_TASK TO CARRY OUT:_
Collect every line in the entries below that contains the string "chair", and copy each one out in full.
──────── DATA ENTRIES
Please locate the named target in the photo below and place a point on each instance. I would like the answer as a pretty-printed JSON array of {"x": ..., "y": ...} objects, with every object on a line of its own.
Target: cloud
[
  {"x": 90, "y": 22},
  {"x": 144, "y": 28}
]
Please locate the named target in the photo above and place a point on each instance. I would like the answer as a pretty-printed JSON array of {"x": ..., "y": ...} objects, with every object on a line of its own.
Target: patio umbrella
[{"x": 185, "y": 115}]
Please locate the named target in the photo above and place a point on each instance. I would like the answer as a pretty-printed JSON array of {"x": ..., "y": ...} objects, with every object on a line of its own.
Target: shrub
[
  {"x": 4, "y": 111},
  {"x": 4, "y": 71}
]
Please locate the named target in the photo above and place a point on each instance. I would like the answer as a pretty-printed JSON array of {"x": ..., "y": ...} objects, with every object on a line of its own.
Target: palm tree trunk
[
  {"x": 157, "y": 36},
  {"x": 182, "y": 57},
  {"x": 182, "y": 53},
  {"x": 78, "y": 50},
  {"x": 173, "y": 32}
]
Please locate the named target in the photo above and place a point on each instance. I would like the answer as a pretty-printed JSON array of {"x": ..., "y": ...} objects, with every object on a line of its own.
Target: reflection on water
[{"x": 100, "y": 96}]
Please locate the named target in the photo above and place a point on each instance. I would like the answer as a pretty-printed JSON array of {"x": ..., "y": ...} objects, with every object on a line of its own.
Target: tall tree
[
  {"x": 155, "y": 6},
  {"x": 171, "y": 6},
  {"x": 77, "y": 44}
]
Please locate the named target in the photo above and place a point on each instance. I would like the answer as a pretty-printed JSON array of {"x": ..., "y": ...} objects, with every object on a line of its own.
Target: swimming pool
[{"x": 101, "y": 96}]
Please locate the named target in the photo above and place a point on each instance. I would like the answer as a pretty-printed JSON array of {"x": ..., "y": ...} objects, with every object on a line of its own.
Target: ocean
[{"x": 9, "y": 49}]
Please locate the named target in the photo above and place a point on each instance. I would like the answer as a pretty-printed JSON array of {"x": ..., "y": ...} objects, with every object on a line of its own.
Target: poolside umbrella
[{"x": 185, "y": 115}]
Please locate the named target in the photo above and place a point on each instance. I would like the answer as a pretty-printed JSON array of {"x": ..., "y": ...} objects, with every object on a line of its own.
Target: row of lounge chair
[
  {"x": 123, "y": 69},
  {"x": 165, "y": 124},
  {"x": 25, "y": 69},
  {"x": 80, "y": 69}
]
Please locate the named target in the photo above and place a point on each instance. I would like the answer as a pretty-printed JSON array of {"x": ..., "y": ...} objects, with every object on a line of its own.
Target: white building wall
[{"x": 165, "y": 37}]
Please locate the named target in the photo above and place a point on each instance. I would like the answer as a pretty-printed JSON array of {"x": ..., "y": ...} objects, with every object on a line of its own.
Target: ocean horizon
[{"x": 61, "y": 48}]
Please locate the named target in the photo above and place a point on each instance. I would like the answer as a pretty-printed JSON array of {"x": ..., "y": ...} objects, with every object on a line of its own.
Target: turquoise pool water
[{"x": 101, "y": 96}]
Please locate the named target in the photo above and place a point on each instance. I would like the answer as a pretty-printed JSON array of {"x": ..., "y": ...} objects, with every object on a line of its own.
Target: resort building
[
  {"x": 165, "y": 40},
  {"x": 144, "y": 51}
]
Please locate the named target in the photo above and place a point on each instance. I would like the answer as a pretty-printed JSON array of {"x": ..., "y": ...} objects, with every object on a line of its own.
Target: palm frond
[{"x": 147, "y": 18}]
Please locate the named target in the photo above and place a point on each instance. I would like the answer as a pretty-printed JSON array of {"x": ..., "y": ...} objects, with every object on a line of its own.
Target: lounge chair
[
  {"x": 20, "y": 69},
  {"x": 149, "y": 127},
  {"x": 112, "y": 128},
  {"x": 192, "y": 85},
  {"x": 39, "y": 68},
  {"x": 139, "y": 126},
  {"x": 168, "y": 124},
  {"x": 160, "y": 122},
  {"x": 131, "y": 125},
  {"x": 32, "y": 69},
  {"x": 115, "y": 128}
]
────────────────
_TASK ANSWER:_
Target: row of lounge chair
Target: lounge chair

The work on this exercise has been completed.